--- Passage ---
○ ○ ○
She rejected the suggestion that is about making the climb to partnership harder so that further pieces of the pie were taken from current equity partners.

Bell noted that a lot of people don’t want partnership but want an alternative to being solicitor. She argued that it’s about giving solicitors further incentives to stay with the firm.

Australian firm Thomson Playford, which has offices in Adelaide, Melbourne and Sydney, has also created a new leadership position, what it terms Associate. The new position will form a “valuable stepping stone” for recently admitted lawyers, the firm said.

Thomson Playford executive manager human resources, Amanda Bald, said the new position would create a smooth transition for lawyers looking to move into more senior leadership positions in the firm. “The traditional career path for lawyers has been from solicitor to senior associate to partner,” Bald said.

“For many lawyers just two or three years in practice, a senior associate appointment can represent a major jump in terms of added responsibility.”

The position is also useful for lawyers going on secondment, said Bell. “We often have people away on secondment and if they are called senior solicitor it is useful in the secondment structure because it gives them the respect that they rightly deserve and it makes people realise that they are specialists in their areas of law,” she said.

Minter Ellison Rudd Watts has just made 11 promotions to the senior solicitor position.
○ ○ ○
--- Prompt A ---
In which cities does Thomson Playford have offices, according to the passage on law firm career positions?
--- Prompt B ---
Reproduce the stretch of the passage on law firm career positions from "The position is" through "senior solicitor position.".

Excerpts from a detection dataset
○ ○ ○
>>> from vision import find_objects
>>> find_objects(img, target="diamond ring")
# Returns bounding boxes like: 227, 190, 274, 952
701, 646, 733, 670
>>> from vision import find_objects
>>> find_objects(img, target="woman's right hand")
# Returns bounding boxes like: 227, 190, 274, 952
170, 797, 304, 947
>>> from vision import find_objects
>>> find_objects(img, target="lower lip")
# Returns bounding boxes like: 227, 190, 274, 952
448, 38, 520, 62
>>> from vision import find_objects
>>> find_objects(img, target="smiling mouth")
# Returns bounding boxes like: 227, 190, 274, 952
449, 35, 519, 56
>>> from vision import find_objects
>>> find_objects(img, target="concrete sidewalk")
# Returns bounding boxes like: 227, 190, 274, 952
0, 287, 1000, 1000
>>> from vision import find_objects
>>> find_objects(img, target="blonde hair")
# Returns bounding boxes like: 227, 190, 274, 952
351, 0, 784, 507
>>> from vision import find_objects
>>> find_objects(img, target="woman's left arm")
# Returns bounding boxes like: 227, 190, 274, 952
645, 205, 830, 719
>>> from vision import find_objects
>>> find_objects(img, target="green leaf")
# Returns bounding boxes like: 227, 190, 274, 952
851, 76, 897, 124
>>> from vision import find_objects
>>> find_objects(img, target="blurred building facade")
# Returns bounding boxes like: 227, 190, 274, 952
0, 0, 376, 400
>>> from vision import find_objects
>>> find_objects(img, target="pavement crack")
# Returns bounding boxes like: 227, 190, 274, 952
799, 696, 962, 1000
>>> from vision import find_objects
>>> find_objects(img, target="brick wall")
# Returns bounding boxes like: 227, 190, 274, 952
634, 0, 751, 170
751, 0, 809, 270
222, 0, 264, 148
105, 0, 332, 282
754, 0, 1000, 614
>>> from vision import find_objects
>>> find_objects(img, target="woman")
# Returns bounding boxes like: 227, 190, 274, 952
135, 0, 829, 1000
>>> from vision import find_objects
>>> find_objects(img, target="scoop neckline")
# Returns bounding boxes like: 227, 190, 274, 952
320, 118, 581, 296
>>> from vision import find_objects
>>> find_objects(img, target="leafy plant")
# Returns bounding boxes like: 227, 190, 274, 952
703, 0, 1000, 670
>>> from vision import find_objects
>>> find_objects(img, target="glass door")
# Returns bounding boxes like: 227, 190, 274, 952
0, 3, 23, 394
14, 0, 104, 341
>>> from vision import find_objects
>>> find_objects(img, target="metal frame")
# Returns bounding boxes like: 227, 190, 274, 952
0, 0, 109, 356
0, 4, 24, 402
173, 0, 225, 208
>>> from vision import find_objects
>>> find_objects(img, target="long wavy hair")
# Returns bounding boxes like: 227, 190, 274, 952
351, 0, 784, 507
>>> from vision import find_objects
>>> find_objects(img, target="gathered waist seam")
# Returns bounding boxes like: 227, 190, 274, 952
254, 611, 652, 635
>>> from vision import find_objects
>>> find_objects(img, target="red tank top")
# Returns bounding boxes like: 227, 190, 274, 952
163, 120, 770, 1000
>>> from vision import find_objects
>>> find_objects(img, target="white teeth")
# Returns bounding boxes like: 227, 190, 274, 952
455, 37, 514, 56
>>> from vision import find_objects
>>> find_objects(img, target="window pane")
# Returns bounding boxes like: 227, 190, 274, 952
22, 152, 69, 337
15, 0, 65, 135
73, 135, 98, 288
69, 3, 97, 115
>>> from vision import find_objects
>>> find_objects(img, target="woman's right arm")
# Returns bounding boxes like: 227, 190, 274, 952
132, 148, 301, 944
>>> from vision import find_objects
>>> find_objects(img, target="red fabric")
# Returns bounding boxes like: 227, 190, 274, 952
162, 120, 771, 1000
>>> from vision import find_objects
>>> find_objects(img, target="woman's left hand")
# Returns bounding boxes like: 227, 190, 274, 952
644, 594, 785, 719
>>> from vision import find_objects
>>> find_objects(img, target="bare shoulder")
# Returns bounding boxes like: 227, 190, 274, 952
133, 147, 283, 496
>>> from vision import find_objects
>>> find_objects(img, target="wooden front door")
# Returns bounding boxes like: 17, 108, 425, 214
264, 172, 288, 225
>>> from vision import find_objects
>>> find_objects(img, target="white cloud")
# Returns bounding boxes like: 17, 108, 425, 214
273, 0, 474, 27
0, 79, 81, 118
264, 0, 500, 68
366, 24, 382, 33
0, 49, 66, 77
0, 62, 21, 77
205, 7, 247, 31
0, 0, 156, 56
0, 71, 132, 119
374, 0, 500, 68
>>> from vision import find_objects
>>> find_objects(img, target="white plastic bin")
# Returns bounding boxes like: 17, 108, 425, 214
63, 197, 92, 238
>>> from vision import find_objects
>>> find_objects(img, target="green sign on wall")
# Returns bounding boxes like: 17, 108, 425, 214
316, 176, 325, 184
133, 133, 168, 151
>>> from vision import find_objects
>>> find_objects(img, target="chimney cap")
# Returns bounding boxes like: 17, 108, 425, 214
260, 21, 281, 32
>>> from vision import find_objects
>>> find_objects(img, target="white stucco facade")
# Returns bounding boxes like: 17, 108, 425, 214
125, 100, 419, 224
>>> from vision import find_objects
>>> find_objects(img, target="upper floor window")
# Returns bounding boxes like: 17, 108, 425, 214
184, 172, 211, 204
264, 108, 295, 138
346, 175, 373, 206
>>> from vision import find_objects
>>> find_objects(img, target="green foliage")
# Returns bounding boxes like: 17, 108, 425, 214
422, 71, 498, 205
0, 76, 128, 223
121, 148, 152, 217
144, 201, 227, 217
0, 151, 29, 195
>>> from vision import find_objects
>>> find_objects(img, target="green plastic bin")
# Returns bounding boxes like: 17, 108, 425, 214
○ ○ ○
--- Full answer A ---
Adelaide, Melbourne and Sydney

--- Full answer B ---
The position is also useful for lawyers going on secondment, said Bell. “We often have people away on secondment and if they are called senior solicitor it is useful in the secondment structure because it gives them the respect that they rightly deserve and it makes people realise that they are specialists in their areas of law,” she said.

Minter Ellison Rudd Watts has just made 11 promotions to the senior solicitor position.